Good thing I was already dressed!

Above: Karisa helped to build a school. With only a few days to work, it could not be completed before we left. However, future Choice trips took place and eventually it was completed and still stands to this day.

Photo below: Keri trained natives about health care, how to make sutures on chicken skin and how to give shots and immunizations.

Classes were held to train women about better hygiene and birth control. It was shocking to see young girls at the age of eleven toting around their own babies when they should be enjoying life as a child and not a mother. Life was hard in the jungle and it really opened the eyes of our daughters.

Classes were taught about the importance of proper nutrition. They didn't realize that the lack of nutrients in food could cause stunting, rickets and scurvy.

Guatemala has the third-highest rate of stunting or chronic malnutrition. About 50% of all Guatemalan children are under-nourished and up to 70% are in rural, indigenous areas.

Because corn is one of their main food staples, they lacked vitamins C & D. Children need vitamin D to absorb calcium and phosphorus from food and when they don't get enough, they get rickets. Planting gardens would certainly help them have more balanced diets.

Other micronutrient deficiencies were common such as deficiency in iodine because families didn't use iodized salt. Living in a third-world country and in such an isolated area of the jungle, they didn't know any better. There was so much to teach them and not nearly the time to help them understand, but we did the best we could under the circumstances. Like my mother would say, "You can't eat the elephant in one bite!"

Planting gardens

With no education, the illiterate natives were taught to write their names. This gave them a sense of pride and they beamed with excitement.

Judy Steenblik took a globe to help them understand where we lived in relationship to the United States.

One evening we had a talent show and all of the Choice volunteers participated. I took aluminum pipes cut to play tones of the scale and natives enjoyed experimenting. Language was a huge barrier but we did our best to communicate in other ways.

On New Year's day, Mayan dancers came to peform their traditional dance which represented the struggle between good and evil. Dancers acted out the story which literally took all day. After about 8 hours, we were all ready for the music to stop!

Proud father with his daughter.

────────────────────────────────────────

*WRITTEN TASK 1*: In the Guatemala trip account, where does Guatemala rank for its rate of stunting or chronic malnutrition?

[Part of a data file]
────────────────────────────────────────

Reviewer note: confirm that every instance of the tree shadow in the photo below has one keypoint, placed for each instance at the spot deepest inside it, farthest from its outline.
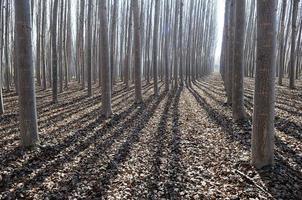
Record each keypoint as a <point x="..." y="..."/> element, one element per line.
<point x="282" y="181"/>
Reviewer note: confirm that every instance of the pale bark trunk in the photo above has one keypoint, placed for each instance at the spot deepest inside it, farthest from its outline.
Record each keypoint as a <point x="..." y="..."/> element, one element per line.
<point x="155" y="46"/>
<point x="292" y="66"/>
<point x="54" y="54"/>
<point x="27" y="99"/>
<point x="105" y="66"/>
<point x="264" y="96"/>
<point x="137" y="52"/>
<point x="238" y="89"/>
<point x="89" y="48"/>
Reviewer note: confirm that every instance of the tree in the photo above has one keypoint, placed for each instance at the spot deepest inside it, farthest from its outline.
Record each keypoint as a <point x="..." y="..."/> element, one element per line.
<point x="155" y="46"/>
<point x="137" y="52"/>
<point x="237" y="89"/>
<point x="43" y="45"/>
<point x="292" y="77"/>
<point x="281" y="63"/>
<point x="89" y="48"/>
<point x="264" y="96"/>
<point x="27" y="99"/>
<point x="54" y="54"/>
<point x="105" y="67"/>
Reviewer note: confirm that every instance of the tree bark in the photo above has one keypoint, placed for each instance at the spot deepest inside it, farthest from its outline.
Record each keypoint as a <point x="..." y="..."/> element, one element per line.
<point x="292" y="78"/>
<point x="137" y="52"/>
<point x="155" y="46"/>
<point x="54" y="54"/>
<point x="237" y="89"/>
<point x="264" y="96"/>
<point x="105" y="66"/>
<point x="27" y="99"/>
<point x="89" y="48"/>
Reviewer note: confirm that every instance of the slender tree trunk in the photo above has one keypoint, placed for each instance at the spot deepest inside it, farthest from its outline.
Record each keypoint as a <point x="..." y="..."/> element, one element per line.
<point x="180" y="43"/>
<point x="264" y="96"/>
<point x="27" y="99"/>
<point x="89" y="48"/>
<point x="38" y="52"/>
<point x="237" y="89"/>
<point x="292" y="66"/>
<point x="282" y="51"/>
<point x="106" y="75"/>
<point x="54" y="54"/>
<point x="1" y="47"/>
<point x="128" y="51"/>
<point x="155" y="46"/>
<point x="43" y="45"/>
<point x="137" y="52"/>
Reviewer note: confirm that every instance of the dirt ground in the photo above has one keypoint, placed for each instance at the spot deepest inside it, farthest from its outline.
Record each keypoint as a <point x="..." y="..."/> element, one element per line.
<point x="179" y="145"/>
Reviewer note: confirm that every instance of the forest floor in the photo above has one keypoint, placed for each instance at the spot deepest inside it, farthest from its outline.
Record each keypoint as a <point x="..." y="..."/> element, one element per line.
<point x="180" y="145"/>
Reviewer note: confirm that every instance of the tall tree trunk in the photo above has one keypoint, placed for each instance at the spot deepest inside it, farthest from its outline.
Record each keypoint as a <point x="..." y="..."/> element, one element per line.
<point x="27" y="99"/>
<point x="237" y="89"/>
<point x="128" y="51"/>
<point x="292" y="66"/>
<point x="54" y="54"/>
<point x="180" y="43"/>
<point x="106" y="75"/>
<point x="38" y="52"/>
<point x="282" y="51"/>
<point x="43" y="45"/>
<point x="89" y="48"/>
<point x="264" y="96"/>
<point x="1" y="95"/>
<point x="137" y="52"/>
<point x="7" y="71"/>
<point x="155" y="46"/>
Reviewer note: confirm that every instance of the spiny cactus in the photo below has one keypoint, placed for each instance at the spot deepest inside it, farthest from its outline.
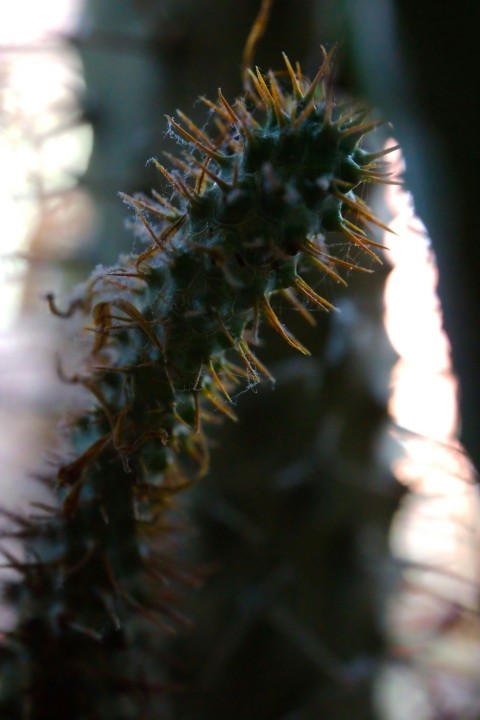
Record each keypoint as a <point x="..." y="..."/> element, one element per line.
<point x="171" y="330"/>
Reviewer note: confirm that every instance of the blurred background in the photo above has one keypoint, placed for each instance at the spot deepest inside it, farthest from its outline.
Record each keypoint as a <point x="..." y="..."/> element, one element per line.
<point x="338" y="529"/>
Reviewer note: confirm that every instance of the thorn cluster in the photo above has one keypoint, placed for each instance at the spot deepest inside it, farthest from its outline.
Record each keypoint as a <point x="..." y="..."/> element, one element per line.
<point x="172" y="331"/>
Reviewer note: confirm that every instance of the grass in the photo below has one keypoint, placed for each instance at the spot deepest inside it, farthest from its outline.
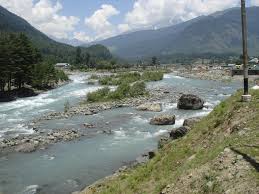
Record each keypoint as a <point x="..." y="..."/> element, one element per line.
<point x="206" y="140"/>
<point x="131" y="77"/>
<point x="123" y="91"/>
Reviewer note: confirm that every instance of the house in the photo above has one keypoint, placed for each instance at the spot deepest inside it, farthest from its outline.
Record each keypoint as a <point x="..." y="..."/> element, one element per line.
<point x="62" y="65"/>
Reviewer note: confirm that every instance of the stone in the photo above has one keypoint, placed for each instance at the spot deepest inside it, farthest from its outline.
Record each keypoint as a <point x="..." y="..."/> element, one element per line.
<point x="26" y="148"/>
<point x="163" y="141"/>
<point x="191" y="121"/>
<point x="179" y="132"/>
<point x="163" y="120"/>
<point x="190" y="102"/>
<point x="154" y="107"/>
<point x="88" y="125"/>
<point x="246" y="98"/>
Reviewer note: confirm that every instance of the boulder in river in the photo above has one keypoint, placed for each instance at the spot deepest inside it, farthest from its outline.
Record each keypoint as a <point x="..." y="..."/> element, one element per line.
<point x="191" y="121"/>
<point x="190" y="102"/>
<point x="26" y="148"/>
<point x="179" y="132"/>
<point x="154" y="107"/>
<point x="88" y="125"/>
<point x="163" y="120"/>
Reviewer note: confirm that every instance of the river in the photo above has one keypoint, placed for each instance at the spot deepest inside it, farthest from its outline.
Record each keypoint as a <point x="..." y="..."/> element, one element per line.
<point x="70" y="166"/>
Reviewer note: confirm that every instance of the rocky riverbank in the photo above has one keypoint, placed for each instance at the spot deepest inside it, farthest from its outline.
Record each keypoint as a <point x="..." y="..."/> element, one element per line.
<point x="38" y="140"/>
<point x="144" y="158"/>
<point x="41" y="139"/>
<point x="26" y="91"/>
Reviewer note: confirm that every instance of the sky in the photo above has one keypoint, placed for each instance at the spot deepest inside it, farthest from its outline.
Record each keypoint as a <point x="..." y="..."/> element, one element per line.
<point x="91" y="20"/>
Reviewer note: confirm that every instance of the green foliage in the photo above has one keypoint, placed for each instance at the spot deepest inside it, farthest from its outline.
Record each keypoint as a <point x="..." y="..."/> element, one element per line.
<point x="138" y="89"/>
<point x="21" y="64"/>
<point x="152" y="75"/>
<point x="94" y="76"/>
<point x="17" y="57"/>
<point x="49" y="48"/>
<point x="99" y="95"/>
<point x="66" y="106"/>
<point x="124" y="90"/>
<point x="44" y="75"/>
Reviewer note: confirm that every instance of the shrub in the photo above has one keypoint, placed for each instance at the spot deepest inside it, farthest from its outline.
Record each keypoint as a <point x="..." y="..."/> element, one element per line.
<point x="94" y="76"/>
<point x="66" y="106"/>
<point x="152" y="75"/>
<point x="99" y="95"/>
<point x="138" y="89"/>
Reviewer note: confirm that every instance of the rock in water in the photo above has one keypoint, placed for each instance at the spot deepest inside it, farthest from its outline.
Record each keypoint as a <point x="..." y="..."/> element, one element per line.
<point x="154" y="107"/>
<point x="26" y="148"/>
<point x="190" y="102"/>
<point x="179" y="132"/>
<point x="163" y="120"/>
<point x="191" y="121"/>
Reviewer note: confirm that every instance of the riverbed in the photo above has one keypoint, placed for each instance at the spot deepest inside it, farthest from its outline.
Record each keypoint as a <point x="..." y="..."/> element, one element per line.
<point x="70" y="166"/>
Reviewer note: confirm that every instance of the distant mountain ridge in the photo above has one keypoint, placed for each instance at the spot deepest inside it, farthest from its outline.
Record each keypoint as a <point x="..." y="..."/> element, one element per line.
<point x="10" y="22"/>
<point x="217" y="33"/>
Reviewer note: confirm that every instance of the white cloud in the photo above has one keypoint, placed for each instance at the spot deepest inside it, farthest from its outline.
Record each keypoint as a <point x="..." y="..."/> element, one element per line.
<point x="99" y="22"/>
<point x="82" y="36"/>
<point x="255" y="2"/>
<point x="43" y="15"/>
<point x="148" y="13"/>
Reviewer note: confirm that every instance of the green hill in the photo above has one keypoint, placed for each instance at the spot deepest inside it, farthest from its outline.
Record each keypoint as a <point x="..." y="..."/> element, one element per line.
<point x="219" y="33"/>
<point x="220" y="154"/>
<point x="10" y="22"/>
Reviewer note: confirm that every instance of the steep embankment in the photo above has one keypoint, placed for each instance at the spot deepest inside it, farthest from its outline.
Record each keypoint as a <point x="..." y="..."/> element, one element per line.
<point x="219" y="155"/>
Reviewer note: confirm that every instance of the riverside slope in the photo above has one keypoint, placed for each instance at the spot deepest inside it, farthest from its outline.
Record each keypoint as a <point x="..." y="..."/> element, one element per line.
<point x="219" y="155"/>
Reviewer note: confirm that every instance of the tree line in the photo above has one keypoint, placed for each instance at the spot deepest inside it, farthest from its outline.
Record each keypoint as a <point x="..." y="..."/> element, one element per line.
<point x="22" y="64"/>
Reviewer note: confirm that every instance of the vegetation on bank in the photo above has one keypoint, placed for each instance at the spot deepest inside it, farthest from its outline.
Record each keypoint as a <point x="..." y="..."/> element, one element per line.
<point x="22" y="64"/>
<point x="219" y="154"/>
<point x="130" y="84"/>
<point x="131" y="77"/>
<point x="124" y="90"/>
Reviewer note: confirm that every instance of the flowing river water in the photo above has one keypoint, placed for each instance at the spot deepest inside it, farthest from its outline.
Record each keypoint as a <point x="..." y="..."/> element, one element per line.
<point x="70" y="166"/>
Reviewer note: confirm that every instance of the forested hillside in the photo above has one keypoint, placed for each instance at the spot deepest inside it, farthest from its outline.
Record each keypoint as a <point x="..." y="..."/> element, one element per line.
<point x="219" y="33"/>
<point x="21" y="64"/>
<point x="49" y="48"/>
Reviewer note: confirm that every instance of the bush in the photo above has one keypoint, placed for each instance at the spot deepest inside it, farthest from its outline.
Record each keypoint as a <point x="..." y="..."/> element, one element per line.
<point x="66" y="106"/>
<point x="99" y="95"/>
<point x="94" y="76"/>
<point x="138" y="89"/>
<point x="124" y="90"/>
<point x="108" y="81"/>
<point x="152" y="75"/>
<point x="120" y="78"/>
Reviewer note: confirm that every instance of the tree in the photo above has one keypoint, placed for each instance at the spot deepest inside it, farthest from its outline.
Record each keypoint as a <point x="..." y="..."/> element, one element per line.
<point x="78" y="60"/>
<point x="154" y="61"/>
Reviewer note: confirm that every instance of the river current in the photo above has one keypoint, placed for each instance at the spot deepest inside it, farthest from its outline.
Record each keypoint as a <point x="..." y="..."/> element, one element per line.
<point x="70" y="166"/>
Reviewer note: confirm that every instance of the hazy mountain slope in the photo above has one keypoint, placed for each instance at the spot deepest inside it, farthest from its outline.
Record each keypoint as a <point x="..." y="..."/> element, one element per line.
<point x="10" y="22"/>
<point x="216" y="33"/>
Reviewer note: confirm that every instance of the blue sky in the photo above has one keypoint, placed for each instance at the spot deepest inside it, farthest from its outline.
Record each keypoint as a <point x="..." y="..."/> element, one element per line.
<point x="89" y="20"/>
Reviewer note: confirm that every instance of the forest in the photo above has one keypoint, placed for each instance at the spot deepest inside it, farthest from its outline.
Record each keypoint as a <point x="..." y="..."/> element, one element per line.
<point x="22" y="64"/>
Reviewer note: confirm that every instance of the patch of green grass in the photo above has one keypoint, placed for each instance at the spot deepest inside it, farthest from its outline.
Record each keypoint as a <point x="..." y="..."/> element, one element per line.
<point x="131" y="77"/>
<point x="152" y="75"/>
<point x="124" y="90"/>
<point x="94" y="77"/>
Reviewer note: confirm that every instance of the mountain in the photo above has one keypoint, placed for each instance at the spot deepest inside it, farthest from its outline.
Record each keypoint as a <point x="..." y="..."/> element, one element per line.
<point x="72" y="42"/>
<point x="10" y="22"/>
<point x="218" y="33"/>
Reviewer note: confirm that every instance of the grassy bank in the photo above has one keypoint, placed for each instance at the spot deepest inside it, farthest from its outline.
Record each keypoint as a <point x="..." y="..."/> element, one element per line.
<point x="130" y="85"/>
<point x="219" y="155"/>
<point x="124" y="90"/>
<point x="131" y="77"/>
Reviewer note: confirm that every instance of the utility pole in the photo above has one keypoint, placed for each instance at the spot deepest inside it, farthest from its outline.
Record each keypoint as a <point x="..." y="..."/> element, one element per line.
<point x="246" y="97"/>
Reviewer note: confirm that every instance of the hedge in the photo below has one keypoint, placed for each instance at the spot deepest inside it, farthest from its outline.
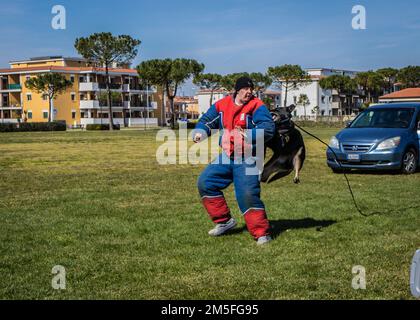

────────────────────────────────────────

*WRITTEN TASK 2*: Please copy the entries, starting at the line that contains "Reviewer note: confirm that every instance of the mountain" and ending at the end of the entries, and leave the pictures out of your copy.

*WORKED SOLUTION 1*: Guatemala has the third-highest rate of stunting or chronic malnutrition.

*WORKED SOLUTION 2*:
Reviewer note: confirm that every instance of the mountain in the photo above has one keypoint, placed for each instance at the spot deepest inside it, farthest from its outline.
Record each keypoint as a <point x="..." y="..."/> element, one element per line.
<point x="72" y="42"/>
<point x="10" y="22"/>
<point x="218" y="33"/>
Reviewer note: confirm that every instance of the grassy bank in the photo above has one keypoint, placed for each instance at the spot deepest inside it, farthest from its outline.
Record each keypoint as a <point x="..." y="..."/> element, one element per line.
<point x="130" y="85"/>
<point x="219" y="155"/>
<point x="124" y="90"/>
<point x="131" y="77"/>
Reviewer note: confirm that every instance of the utility pole in the photo above has one keypoint, placed for each instance at the spot deepest inside it, farthest from its outline.
Record each keypoint as a <point x="..." y="..."/> element, one element per line.
<point x="246" y="97"/>
Reviewer note: confirm that every instance of the hedge in the photo below has one keypoint, placed for each instance at the spot deepest inside it, farthest from its outline.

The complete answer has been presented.